> [Listed records]
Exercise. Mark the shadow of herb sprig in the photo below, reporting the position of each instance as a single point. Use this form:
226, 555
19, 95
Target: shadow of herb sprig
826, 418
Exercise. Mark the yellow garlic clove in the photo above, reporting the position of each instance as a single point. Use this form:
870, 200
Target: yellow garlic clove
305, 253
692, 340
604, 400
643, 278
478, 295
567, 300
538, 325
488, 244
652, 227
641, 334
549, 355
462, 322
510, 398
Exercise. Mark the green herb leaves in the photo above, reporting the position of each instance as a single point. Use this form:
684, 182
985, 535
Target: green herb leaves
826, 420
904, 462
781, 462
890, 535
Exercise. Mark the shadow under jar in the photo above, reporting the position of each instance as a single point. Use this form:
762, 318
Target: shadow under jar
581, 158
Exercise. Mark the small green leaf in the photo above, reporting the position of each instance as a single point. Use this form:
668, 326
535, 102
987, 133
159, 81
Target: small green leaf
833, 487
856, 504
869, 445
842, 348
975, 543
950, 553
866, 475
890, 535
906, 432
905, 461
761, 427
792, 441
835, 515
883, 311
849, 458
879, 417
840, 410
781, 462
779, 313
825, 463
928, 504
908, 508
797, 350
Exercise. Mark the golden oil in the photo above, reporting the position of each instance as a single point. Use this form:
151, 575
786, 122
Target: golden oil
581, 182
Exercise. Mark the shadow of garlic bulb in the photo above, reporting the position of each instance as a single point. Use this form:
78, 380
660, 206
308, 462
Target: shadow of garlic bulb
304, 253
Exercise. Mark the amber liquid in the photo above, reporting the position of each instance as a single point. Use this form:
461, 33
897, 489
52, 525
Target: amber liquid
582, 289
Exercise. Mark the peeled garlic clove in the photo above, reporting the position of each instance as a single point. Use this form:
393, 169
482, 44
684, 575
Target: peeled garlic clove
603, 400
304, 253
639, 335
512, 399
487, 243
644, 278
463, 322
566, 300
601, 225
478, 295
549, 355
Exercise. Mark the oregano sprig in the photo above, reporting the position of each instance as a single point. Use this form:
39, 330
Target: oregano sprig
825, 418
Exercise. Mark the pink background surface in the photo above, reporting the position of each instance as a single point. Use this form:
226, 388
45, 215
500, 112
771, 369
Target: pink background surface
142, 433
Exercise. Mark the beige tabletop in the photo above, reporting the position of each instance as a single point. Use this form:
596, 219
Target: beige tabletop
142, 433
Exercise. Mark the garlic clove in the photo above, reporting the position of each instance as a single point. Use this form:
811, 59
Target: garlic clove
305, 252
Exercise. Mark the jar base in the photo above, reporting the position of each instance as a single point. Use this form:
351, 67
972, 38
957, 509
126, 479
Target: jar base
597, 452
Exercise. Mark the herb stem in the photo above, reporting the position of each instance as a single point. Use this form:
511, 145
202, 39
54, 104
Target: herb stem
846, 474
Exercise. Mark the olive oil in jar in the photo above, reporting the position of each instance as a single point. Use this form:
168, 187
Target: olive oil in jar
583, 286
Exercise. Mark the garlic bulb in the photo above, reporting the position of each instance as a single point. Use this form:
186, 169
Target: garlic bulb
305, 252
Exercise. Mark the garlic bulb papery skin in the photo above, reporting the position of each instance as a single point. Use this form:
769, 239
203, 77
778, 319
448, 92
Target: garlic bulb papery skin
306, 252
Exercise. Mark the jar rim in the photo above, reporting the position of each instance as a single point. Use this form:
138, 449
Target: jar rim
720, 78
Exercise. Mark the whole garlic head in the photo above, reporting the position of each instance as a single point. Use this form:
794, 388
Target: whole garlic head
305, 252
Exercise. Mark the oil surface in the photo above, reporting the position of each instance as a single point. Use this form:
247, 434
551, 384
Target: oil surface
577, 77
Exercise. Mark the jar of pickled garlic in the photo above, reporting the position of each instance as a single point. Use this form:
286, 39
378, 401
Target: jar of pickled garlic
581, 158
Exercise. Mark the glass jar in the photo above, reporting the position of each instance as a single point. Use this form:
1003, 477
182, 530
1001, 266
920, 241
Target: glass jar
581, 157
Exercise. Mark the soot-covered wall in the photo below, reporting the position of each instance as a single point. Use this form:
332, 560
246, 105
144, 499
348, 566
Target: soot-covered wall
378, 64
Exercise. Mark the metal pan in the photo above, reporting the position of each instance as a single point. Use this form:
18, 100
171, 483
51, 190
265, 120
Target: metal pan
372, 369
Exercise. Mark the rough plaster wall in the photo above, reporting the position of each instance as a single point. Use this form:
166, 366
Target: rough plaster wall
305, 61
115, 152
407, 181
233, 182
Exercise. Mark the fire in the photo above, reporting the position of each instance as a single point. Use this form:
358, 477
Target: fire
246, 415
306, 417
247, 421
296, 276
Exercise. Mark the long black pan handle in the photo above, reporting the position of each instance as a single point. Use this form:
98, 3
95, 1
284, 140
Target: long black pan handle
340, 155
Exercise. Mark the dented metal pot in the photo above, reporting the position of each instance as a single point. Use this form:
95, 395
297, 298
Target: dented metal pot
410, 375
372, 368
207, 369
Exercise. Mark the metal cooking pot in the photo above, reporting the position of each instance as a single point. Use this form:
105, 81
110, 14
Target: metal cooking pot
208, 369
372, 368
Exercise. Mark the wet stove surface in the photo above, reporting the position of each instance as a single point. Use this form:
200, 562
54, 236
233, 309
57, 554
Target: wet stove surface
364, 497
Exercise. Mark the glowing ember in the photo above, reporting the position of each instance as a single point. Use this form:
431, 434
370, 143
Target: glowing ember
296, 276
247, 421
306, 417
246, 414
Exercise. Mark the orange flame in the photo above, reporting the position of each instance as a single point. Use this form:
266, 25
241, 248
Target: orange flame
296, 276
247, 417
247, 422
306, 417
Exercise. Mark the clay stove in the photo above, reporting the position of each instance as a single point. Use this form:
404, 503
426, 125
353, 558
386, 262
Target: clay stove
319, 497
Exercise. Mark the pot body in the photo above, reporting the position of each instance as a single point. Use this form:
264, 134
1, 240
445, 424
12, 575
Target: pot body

> [Task description] Copy out the records above word for word, from the line containing "Exercise. Mark the orange" through the last line of the records.

> [Result]
Exercise. Mark the orange flame in the photo above, reporting the position of each instance as a single point. Use this form:
266, 25
241, 248
Target: orange flame
296, 276
247, 417
247, 422
306, 417
Exercise. Mark the clay stove in the photo above, reporting the position of each instance as a single point. Use this form:
404, 503
426, 125
353, 558
386, 262
Target: clay stove
319, 497
Exercise. Mark the pot body in the photo above, reporting the position of each instance as a single point. Use this form:
264, 134
1, 240
445, 424
12, 575
Target: pot body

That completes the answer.